=== Requirement 1 ===
Rewrite the book review from "However, the author" up to and including "betrayed your culture.", swapping "teenager" for "adolescent".
=== Requirement 2 ===
Please state what name Arnold found scribbled on the front page of his geometry textbook, according to the book review.

However, the author Sherman Alexie did, indeed, grow up on the Spokane reservation called Wellpinit, just like his narrator. He was born with the same medical condition that could have rendered him a brain dead vegetable at only 6-months-old. And he did, indeed, transfer to the white school 30 miles down the road (something that was unheard of in his tribe.) So Alexie welded together a collection of his experiences to create a semi-autobiographical portrait of what it's like to grow up as Native American teenager on a reservation where everyone thinks you've betrayed your culture.
Among other things, this book contains:
- secret romance novel addictions
- best friends turned enemies
- metaphorical boners
- googling "how to make a white girl fall in love with you"
- and grandmothers who wear basketball sneakers "because she's got mad skills."
What makes this "diary" so absolutely endearing to the reader is the voice of it's keeper: Arnold "Junior" Spirit. Arnold doesn't dwell or over-think things. He tells it like it is. He's fourteen.
Having already accepted his role as one of the town's most frequented punching bags, Arnold loves school. On his first day of high school, he excitedly opens his assigned geometry text book, only to find his mother's maiden name scribbled on the front page. The realization that his education program hasn't been updated in over 20 years hits him like a textbook to the face. So naturally, he chucks the book as hard as he can and breaks his teacher's nose.
And that's when Arnold becomes a "part-time Indian," because he knows the only way he has a shot at life is to attend Rearden, the all-white school that crushes his home town's basketball team every year. But nobody leaves the rez.
He then falls into a struggle between where he came from and where he wants to be. A comic drawn at the end of the chapter shows Arnold standing near a directional sign. One way leads to "rez" and "home," while the other leads to "hope" and "???."

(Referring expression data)
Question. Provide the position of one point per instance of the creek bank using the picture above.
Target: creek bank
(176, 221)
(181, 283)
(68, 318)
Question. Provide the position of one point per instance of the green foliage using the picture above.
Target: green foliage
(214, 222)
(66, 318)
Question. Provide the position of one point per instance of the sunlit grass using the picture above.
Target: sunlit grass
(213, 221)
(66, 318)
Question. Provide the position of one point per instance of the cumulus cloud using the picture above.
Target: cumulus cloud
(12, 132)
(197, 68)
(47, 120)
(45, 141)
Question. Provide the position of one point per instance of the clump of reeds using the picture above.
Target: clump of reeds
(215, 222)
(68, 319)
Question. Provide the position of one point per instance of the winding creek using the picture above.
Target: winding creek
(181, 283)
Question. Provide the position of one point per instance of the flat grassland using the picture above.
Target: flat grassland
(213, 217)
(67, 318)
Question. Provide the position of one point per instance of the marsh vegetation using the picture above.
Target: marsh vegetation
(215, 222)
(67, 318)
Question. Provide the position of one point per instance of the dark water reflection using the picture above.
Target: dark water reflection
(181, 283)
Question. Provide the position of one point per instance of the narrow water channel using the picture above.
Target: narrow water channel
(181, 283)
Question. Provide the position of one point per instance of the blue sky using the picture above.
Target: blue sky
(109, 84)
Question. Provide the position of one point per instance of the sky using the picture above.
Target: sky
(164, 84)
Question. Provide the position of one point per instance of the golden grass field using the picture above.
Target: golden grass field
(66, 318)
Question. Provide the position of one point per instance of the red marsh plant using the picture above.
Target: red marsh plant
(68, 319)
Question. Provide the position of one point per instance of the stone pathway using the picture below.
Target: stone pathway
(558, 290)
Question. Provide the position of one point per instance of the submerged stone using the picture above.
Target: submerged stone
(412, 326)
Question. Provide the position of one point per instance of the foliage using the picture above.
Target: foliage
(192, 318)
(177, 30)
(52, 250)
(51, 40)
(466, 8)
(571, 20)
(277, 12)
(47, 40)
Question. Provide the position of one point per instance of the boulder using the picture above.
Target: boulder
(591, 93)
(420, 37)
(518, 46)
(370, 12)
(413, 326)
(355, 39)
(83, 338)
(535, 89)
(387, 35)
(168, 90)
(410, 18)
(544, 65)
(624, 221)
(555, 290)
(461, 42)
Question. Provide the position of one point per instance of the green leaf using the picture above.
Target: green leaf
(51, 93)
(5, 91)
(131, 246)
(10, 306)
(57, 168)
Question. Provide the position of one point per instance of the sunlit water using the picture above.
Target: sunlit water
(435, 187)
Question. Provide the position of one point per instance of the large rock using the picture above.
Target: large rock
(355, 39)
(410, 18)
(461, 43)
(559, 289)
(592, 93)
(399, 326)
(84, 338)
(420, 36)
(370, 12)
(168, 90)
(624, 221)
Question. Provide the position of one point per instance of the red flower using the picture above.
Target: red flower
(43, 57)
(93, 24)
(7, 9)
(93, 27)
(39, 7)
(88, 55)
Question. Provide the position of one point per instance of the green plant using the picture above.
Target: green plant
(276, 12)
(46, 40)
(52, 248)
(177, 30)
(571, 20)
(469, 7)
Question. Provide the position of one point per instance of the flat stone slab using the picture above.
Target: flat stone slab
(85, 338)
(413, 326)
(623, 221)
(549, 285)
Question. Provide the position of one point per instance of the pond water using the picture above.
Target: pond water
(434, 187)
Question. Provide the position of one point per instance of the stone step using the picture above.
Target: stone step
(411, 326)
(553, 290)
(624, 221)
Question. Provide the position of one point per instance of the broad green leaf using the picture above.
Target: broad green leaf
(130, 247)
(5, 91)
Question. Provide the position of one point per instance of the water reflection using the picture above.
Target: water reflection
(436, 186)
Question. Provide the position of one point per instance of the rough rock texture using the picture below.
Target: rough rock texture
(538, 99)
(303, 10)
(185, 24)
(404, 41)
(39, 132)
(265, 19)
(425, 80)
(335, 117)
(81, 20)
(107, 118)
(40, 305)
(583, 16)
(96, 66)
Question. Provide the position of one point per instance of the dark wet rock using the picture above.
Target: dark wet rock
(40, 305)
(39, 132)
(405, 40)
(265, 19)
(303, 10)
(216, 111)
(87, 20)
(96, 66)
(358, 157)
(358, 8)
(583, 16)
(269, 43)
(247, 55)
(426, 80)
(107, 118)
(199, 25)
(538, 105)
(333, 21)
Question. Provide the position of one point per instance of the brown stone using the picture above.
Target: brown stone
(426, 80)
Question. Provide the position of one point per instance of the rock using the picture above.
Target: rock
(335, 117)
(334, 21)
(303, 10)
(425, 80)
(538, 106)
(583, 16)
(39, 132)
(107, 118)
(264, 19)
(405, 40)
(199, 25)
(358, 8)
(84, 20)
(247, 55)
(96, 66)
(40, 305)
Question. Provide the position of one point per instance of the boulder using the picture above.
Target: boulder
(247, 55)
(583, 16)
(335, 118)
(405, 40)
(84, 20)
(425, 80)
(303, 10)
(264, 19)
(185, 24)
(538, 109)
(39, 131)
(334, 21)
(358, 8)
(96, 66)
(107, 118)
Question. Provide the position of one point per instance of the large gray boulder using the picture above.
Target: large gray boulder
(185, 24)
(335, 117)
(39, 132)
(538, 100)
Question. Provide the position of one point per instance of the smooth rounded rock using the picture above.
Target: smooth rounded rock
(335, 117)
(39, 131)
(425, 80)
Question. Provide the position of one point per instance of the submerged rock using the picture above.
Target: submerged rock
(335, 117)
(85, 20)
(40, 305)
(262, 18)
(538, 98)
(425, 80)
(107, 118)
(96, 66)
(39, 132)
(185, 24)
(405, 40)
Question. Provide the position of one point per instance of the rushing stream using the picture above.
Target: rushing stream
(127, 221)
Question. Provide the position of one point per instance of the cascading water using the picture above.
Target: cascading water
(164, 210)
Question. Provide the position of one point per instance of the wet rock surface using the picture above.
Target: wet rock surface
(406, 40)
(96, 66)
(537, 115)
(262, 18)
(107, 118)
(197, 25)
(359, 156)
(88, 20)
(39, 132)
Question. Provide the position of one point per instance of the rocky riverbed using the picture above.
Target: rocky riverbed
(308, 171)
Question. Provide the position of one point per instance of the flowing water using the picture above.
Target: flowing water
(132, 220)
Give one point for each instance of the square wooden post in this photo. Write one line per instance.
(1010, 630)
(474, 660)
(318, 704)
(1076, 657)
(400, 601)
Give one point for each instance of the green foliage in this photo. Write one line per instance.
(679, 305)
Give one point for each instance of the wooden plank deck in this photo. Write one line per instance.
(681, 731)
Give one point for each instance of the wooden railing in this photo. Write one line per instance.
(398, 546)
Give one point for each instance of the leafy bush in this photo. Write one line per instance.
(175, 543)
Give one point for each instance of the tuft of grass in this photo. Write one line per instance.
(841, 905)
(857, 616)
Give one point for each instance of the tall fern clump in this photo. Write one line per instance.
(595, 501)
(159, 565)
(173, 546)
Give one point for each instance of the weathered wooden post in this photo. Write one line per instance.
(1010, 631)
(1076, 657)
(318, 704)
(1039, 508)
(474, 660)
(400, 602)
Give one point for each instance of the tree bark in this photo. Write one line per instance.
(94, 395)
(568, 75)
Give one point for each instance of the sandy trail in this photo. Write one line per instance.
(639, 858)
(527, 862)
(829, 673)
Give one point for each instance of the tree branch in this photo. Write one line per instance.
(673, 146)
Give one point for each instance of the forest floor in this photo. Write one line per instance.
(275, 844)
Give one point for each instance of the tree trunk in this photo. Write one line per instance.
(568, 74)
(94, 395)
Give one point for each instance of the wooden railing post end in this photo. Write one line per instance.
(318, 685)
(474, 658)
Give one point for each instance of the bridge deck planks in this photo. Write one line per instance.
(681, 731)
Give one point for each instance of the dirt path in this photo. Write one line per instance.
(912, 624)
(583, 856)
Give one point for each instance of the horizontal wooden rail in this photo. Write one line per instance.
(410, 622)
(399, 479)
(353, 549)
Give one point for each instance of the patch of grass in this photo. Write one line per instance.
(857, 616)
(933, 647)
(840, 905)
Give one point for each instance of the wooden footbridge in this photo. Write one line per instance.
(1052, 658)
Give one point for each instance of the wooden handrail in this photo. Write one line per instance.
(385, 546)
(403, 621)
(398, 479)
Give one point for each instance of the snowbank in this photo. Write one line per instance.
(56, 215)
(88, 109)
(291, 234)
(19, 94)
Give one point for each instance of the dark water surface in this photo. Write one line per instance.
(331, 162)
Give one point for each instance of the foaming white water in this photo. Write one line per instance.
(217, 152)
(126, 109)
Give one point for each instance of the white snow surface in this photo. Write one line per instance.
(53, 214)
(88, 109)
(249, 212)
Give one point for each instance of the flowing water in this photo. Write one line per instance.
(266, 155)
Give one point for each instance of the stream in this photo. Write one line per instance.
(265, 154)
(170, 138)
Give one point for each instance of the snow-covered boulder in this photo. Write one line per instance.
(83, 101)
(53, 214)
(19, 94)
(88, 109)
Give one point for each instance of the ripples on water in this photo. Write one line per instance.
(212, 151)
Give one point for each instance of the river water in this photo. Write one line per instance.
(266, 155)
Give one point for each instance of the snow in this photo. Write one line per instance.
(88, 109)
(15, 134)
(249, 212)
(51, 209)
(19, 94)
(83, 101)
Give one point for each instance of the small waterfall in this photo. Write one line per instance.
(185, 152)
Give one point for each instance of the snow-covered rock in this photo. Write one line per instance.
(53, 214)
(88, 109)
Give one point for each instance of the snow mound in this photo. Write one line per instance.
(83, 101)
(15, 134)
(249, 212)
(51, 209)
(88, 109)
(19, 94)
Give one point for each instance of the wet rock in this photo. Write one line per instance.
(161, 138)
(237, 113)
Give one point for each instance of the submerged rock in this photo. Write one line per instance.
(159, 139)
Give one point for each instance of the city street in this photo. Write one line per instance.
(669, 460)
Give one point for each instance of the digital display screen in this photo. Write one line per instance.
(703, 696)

=== Exercise solution 1 ===
However, the author Sherman Alexie did, indeed, grow up on the Spokane reservation called Wellpinit, just like his narrator. He was born with the same medical condition that could have rendered him a brain dead vegetable at only 6-months-old. And he did, indeed, transfer to the white school 30 miles down the road (something that was unheard of in his tribe.) So Alexie welded together a collection of his experiences to create a semi-autobiographical portrait of what it's like to grow up as Native American adolescent on a reservation where everyone thinks you've betrayed your culture.

=== Exercise solution 2 ===
His mother's maiden name.